##### 所给资料 #####
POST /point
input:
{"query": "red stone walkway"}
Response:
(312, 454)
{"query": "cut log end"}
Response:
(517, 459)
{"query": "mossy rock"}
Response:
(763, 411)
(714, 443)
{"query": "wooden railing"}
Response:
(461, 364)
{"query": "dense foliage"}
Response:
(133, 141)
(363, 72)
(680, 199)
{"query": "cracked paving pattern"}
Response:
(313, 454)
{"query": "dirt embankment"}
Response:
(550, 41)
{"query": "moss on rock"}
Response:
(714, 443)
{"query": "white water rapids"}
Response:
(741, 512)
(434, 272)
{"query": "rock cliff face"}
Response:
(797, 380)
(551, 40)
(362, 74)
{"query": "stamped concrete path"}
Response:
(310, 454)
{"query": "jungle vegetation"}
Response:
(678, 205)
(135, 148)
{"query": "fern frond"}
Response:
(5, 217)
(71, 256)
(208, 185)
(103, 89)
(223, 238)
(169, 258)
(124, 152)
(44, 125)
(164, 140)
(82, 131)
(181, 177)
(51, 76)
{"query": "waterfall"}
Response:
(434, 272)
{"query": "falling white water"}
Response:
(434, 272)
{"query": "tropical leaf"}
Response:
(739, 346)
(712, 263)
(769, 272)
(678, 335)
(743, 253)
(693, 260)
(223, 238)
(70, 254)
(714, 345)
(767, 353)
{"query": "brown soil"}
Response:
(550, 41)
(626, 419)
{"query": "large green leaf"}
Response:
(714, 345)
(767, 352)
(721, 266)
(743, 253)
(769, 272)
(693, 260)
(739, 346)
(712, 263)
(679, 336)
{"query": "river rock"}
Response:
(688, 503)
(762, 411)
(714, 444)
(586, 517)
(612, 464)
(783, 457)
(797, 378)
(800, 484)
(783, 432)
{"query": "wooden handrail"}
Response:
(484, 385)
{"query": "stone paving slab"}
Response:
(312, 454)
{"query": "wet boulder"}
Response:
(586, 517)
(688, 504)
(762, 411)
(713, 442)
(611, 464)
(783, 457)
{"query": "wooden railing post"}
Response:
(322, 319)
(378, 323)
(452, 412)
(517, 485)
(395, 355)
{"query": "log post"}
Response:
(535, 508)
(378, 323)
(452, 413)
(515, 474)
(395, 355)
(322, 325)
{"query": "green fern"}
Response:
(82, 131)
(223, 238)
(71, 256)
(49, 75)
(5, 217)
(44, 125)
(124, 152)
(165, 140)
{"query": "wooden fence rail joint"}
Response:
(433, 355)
#####
##### 所给资料 #####
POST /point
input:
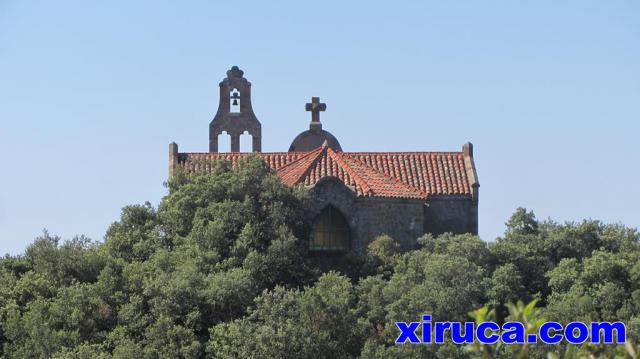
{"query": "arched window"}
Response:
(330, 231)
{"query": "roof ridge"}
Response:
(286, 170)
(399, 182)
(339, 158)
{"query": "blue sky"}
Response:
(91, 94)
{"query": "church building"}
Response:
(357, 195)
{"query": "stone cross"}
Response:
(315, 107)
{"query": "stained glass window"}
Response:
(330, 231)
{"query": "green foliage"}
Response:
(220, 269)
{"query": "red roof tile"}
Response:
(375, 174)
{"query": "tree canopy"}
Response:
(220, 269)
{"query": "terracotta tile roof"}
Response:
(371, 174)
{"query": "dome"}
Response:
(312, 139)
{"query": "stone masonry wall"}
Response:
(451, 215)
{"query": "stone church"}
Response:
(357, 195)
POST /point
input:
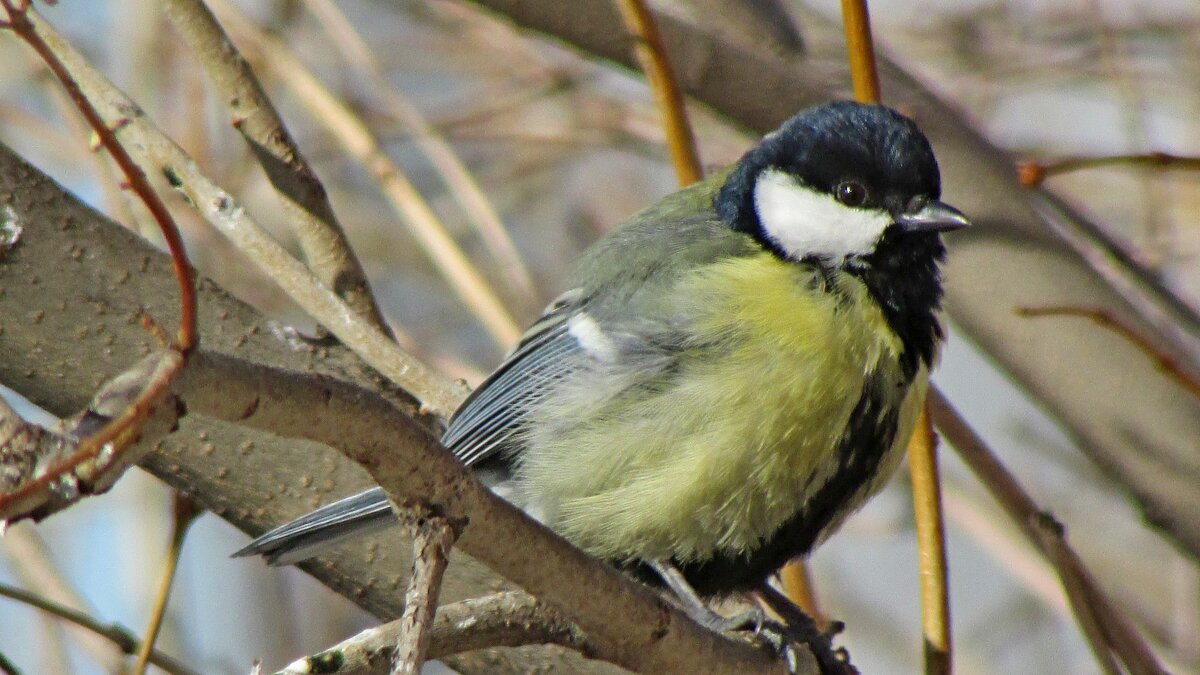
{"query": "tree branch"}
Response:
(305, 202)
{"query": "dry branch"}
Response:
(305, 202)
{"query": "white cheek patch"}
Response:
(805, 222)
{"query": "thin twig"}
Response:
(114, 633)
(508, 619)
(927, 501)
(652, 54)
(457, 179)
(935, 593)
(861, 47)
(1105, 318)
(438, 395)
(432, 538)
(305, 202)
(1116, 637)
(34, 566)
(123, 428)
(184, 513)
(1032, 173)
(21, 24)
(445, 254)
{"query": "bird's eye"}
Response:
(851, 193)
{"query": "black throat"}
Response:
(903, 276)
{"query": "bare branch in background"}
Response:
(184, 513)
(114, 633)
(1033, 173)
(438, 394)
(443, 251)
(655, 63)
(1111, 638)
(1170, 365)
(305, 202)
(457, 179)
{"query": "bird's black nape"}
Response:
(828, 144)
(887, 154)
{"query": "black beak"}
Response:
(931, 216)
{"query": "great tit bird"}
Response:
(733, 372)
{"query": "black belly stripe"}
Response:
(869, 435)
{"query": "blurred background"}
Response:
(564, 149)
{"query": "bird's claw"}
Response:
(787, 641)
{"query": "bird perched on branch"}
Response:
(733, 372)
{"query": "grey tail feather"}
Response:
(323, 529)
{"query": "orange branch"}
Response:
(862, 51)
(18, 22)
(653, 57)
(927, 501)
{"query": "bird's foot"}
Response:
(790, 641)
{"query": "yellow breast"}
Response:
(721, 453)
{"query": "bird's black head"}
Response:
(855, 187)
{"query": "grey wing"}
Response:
#####
◆ 待办任务: 上面的记录中有几行含有字符串“grey”？只写出行数。

◆ 练习答案: 2